EXERCISE INSTRUCTIONS.
(a) For the article on white-box unit testing, say whether each statement agrees with it, answering yes or no and quoting the deciding words: (i) White box unit testing requires knowledge of a program's internal structure to design test cases. (ii) White box unit testing should be conducted after the code is checked into the shared source control system. (iii) White box software testing is also called glass box testing.
(b) Copy down the part of the article on white-box unit testing that runs from "White-Box Unit testing –" to "and security vulnerabilities.".

SOURCE TEXT.
----

White-Box Unit testing – A Bottom-Up Approach of Software Testing
Unlike black box software testing, white box unit testing is a strategy that requires knowledge of the internal structure of a program to design test cases. Based on this structure, white box software testing also called glass box testing, exercises statements, branches, paths, loops, and data flows in order to expose construction defects and security vulnerabilities.
Because of the level of detail required to implement and verify its results, traditionally this type of testing has been performed for relatively small code elements. However, with the use of the modern technology facilitating automatic generation of test cases, white box unit testing can now span multiple classes and even sub-modules.
White box unit testing is one of the recommended best practices used during code construction. It should be conducted as soon as units are implemented and before the code is checked into the shared source control system.
Why
do we carry out white-box unit testing?
It is performed as one of the very first software testing activities, white box unit testing provides immediate feedback to the developers about code quality. It primarily has two objectives like:
1) Exercise a wide number and variety of branches and paths (including perhaps unintentional paths)

----

(Detection annotation records)
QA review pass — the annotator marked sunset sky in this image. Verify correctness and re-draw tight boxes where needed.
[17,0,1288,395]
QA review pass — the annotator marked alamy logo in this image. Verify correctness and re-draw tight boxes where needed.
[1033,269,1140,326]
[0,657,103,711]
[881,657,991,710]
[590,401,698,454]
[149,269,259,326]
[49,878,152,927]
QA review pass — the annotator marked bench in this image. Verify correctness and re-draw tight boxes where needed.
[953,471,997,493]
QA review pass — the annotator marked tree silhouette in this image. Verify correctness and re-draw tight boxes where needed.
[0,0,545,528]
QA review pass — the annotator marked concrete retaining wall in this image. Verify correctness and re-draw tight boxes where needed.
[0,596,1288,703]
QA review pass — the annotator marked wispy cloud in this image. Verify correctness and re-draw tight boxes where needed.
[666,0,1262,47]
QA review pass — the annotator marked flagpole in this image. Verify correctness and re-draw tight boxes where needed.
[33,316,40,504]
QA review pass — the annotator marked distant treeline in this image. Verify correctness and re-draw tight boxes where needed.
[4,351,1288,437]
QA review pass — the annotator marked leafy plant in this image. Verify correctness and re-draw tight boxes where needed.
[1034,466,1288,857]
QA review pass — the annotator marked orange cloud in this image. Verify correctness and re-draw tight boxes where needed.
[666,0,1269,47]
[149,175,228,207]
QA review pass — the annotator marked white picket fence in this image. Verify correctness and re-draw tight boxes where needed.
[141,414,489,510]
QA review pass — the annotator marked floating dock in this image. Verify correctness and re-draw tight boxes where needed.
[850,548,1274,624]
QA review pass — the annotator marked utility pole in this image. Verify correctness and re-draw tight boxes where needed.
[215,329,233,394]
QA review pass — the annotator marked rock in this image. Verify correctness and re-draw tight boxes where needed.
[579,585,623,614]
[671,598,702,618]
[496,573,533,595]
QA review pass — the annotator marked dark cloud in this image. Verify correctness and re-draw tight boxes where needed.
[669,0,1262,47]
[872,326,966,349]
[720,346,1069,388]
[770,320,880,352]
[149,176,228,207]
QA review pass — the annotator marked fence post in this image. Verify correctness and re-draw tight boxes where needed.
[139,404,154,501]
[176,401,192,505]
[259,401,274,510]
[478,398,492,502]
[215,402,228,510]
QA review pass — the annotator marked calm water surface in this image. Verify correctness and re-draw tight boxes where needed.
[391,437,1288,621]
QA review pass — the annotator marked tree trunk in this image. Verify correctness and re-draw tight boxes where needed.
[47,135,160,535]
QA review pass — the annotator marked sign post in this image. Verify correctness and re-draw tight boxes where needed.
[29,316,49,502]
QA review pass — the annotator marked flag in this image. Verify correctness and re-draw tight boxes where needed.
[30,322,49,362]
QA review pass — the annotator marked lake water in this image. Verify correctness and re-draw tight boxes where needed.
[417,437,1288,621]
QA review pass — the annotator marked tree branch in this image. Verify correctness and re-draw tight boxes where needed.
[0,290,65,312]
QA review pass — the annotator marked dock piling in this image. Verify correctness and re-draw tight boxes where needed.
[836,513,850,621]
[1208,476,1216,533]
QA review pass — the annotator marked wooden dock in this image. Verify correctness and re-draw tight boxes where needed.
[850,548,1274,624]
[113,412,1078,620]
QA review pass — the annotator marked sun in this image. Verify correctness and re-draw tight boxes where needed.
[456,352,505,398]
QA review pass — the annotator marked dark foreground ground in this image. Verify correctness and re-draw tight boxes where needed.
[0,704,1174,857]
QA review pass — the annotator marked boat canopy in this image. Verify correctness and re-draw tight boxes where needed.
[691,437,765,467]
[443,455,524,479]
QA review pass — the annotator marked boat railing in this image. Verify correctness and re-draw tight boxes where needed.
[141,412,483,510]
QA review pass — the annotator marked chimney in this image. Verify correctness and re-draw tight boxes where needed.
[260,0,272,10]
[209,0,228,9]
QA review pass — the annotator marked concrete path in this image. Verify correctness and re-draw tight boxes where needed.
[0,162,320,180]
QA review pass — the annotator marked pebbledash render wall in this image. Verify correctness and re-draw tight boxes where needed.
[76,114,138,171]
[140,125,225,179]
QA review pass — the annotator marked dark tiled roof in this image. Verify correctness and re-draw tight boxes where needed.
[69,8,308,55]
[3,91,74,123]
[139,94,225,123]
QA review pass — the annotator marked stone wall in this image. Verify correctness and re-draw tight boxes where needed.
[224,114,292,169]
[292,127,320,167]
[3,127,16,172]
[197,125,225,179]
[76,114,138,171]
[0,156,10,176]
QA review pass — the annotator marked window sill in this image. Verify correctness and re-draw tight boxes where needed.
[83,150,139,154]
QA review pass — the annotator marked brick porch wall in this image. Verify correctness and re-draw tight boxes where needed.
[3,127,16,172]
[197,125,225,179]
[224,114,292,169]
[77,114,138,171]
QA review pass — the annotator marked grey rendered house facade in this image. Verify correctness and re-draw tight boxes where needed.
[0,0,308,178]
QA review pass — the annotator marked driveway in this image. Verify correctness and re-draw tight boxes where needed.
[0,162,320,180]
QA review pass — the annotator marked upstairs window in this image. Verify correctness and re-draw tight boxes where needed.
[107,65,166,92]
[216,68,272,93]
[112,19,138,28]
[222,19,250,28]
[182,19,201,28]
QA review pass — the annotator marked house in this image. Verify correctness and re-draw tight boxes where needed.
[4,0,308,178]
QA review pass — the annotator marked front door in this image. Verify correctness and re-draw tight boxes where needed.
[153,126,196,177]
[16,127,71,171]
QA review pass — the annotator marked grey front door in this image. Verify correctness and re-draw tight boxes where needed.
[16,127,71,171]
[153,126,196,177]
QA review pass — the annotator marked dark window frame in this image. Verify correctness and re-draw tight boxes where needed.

----

CORRECT ANSWERS.
(a)
(i) Yes: "requires knowledge of the internal structure of a program to design test cases"
(ii) No: "It should be conducted as soon as units are implemented and before the code is checked into the shared source control system."
(iii) Yes: "white box software testing also called glass box testing"

(b)
White-Box Unit testing – A Bottom-Up Approach of Software Testing
Unlike black box software testing, white box unit testing is a strategy that requires knowledge of the internal structure of a program to design test cases. Based on this structure, white box software testing also called glass box testing, exercises statements, branches, paths, loops, and data flows in order to expose construction defects and security vulnerabilities.